Top of INPUT
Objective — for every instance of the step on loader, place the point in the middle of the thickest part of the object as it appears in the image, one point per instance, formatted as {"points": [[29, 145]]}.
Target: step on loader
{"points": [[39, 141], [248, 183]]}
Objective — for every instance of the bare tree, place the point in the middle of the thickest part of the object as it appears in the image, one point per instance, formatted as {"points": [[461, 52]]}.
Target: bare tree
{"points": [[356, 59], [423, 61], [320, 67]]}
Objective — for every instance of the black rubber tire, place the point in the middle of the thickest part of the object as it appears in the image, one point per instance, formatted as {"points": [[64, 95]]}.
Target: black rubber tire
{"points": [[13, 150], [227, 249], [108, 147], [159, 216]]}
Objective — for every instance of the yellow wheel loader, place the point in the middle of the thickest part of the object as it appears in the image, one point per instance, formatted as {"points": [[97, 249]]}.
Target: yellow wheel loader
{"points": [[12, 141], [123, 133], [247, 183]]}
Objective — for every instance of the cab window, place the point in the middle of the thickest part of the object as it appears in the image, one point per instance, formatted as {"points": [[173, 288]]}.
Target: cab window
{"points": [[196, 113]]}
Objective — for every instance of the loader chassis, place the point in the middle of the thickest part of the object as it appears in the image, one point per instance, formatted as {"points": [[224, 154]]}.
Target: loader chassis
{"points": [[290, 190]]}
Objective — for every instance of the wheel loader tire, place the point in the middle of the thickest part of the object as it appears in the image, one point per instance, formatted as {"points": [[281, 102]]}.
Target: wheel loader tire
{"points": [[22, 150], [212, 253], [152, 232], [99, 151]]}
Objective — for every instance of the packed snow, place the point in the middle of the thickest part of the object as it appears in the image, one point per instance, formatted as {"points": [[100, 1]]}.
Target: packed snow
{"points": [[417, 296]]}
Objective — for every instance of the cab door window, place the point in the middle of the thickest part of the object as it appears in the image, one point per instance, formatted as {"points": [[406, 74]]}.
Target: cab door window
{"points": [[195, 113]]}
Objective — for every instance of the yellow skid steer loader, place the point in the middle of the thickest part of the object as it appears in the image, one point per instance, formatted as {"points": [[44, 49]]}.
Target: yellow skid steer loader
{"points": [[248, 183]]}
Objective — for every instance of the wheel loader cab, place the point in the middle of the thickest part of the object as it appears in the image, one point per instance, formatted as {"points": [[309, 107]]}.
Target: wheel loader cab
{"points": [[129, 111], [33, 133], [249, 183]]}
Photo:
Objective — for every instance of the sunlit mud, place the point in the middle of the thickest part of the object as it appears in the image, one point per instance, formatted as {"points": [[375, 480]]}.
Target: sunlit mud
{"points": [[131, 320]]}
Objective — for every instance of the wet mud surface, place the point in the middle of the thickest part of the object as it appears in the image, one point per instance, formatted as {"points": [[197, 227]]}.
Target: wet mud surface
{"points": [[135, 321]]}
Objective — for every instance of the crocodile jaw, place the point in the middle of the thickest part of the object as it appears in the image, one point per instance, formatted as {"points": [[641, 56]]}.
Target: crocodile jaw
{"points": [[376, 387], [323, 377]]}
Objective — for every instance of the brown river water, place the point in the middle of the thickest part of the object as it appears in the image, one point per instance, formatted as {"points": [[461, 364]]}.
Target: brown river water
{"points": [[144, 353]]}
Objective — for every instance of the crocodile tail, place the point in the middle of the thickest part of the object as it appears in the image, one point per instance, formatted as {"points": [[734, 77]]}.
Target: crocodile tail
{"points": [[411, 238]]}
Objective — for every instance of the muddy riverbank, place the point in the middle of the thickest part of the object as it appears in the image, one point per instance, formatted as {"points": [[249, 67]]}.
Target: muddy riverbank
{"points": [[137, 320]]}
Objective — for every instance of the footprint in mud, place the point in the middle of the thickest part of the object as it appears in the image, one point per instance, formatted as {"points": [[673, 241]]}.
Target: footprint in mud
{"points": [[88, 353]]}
Bottom of INPUT
▶ [WORK INSTRUCTION]:
Go through the entries above and restate each one exactly.

▶ [EXERCISE RESULT]:
Objective — for every instance of the step on loader, place the point in the middle of the thickest part of the object as it appears in the image, one point per instance, formatted as {"points": [[29, 145]]}.
Target: step on loader
{"points": [[39, 141], [248, 183]]}
Objective — for every instance of the bare tree, place the point in the middle of the thickest part of the object as it appears in the image, one point per instance, formatted as {"points": [[461, 52]]}.
Target: bare tree
{"points": [[356, 59], [423, 61], [320, 67]]}
Objective — for every instance of the black rubber tire, place the point in the middle of the thickest part of the object as it appears in the image, one point per instance, formatted as {"points": [[64, 95]]}.
Target: black rubber tire
{"points": [[13, 150], [227, 249], [108, 147], [159, 216]]}
Objective — for every instance of the yellow wheel loader, place the point in the middle of the thickest part of the object as it appears in the image, one point per instance, formatted as {"points": [[97, 249]]}.
Target: yellow wheel loader
{"points": [[12, 141], [123, 133], [247, 183]]}
Objective — for every instance of the cab window, place the point in the middle of the thickest part of the object as it appears in the image, one point per instance, formatted as {"points": [[173, 288]]}.
Target: cab window
{"points": [[196, 113]]}
Objective — for every instance of the loader chassis, place the point in the middle of the thickest part of the object as it appears in the image, one point per instance, formatted as {"points": [[224, 154]]}.
Target: loader chassis
{"points": [[290, 190]]}
Objective — for every instance of the wheel loader tire, place the point in the middle of the thickest part of the object as it appears in the image, one point per instance, formatted as {"points": [[281, 102]]}.
Target: wheel loader tire
{"points": [[22, 150], [212, 253], [152, 232], [99, 151]]}
Objective — for every instance of the packed snow, place the point in the middle of the thickest part of the object as it appears in the image, one point per instance, formatted as {"points": [[100, 1]]}.
Target: packed snow
{"points": [[417, 296]]}
Objective — for every instance of the cab door window, place the point in the middle of the thickest part of the object as it appears in the image, one point per instance, formatted as {"points": [[406, 74]]}.
Target: cab door window
{"points": [[195, 113]]}
Objective — for every instance of the yellow skid steer loader, place the point in the middle of the thickest part of the object as it appears in the image, one point per instance, formatted as {"points": [[44, 49]]}.
Target: yellow skid steer loader
{"points": [[248, 183]]}
Objective — for every instance of the wheel loader cab, place the point in the middle of the thickest part of the object as it appears in the image, one point per instance, formatted as {"points": [[309, 107]]}.
Target: wheel loader cab
{"points": [[129, 111], [33, 133], [249, 183]]}
Photo:
Objective — for every instance of the sunlit mud, place the point in the middle of the thickest part of the object as it appears in the image, one point per instance, formatted as {"points": [[375, 480]]}.
Target: sunlit mud
{"points": [[131, 320]]}
Objective — for every instance of the wet mud surface, place the point in the middle of the thickest part of the object as it appears in the image, one point per instance, formatted as {"points": [[197, 227]]}.
Target: wet mud surface
{"points": [[135, 321]]}
Objective — for every instance of the crocodile jaw, place the point in the middle of the thickest part of the object as it appears in the image, one point per instance, formatted as {"points": [[641, 56]]}.
Target: crocodile jaw
{"points": [[376, 387], [323, 377]]}
Objective — for every instance of the brown river water, place the point in the middle of the thickest part of the object as it appears in the image, one point per instance, formatted as {"points": [[461, 364]]}.
Target: brown river water
{"points": [[144, 353]]}
Objective — for every instance of the crocodile tail, place the point in the middle of the thickest part of the object as it appears in the image, one point per instance, formatted as {"points": [[734, 77]]}.
Target: crocodile tail
{"points": [[411, 238]]}
Objective — for every instance of the muddy riverbank, place the point in the middle of the thickest part of the object as it appears in the image, one point per instance, formatted as {"points": [[249, 67]]}.
Target: muddy riverbank
{"points": [[137, 320]]}
Objective — for every instance of the footprint in mud, place the point in the middle of the thickest part of the object as it appears in the image, one point per instance, formatted as {"points": [[673, 241]]}.
Target: footprint in mud
{"points": [[88, 353]]}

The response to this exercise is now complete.